Re: Commitfest problems - Mailing list pgsql-hackers

From Mark Cave-Ayland
Subject Re: Commitfest problems
Date
Msg-id 548DC702.3060307@ilande.co.uk
Whole thread Raw
In response to Re: Commitfest problems  (Craig Ringer <craig@2ndquadrant.com>)
Responses Re: Commitfest problems  (Bruce Momjian <bruce@momjian.us>)
List pgsql-hackers
On 14/12/14 15:57, Craig Ringer wrote:

> On 12/14/2014 10:35 PM, Mark Cave-Ayland wrote:
> 
>> If I could name just one thing that I think would improve things it
>> would be submission of patches to the list in git format-patch format.
>> Why? Because it enables two things: 1) by definition patches are
>> "small-chunked" into individually reviewable pieces and 2) subject lines
>> allow list members to filter things that aren't relevant to them.
> 
> Personally I do just that. Even though the official docs say context
> diff is preferred, I think most people now use context diff in practice,
> from 'git diff'.
> 
> I'm surprised most people don't use git format-patch .
> 
> Note that we can't just "git am" a patch from git format-patch at the
> moment, because policy is that the committer should be the Author field.
> The project would have to define a transition point where we started
> using the git Author field for the author and the separate Committer
> field, like git-am does by default. I'm not sure that'll ever actually
> happen, or that it's even desirable.

☆ ☆ ☆ ☆ ☆

Stated task:
Quote the stretch of the mailing-list reply from "Responses Re: Commitfest" through "git format-patch format.", word for word.

Collected material:
☆ ☆ ☆ ☆ ☆

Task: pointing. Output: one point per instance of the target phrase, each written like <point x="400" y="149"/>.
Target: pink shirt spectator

☆ ☆ ☆ ☆ ☆

The result:
Responses Re: Commitfest problems  (Bruce Momjian <bruce@momjian.us>)
List pgsql-hackers
On 14/12/14 15:57, Craig Ringer wrote:

> On 12/14/2014 10:35 PM, Mark Cave-Ayland wrote:
> 
>> If I could name just one thing that I think would improve things it
>> would be submission of patches to the list in git format-patch format.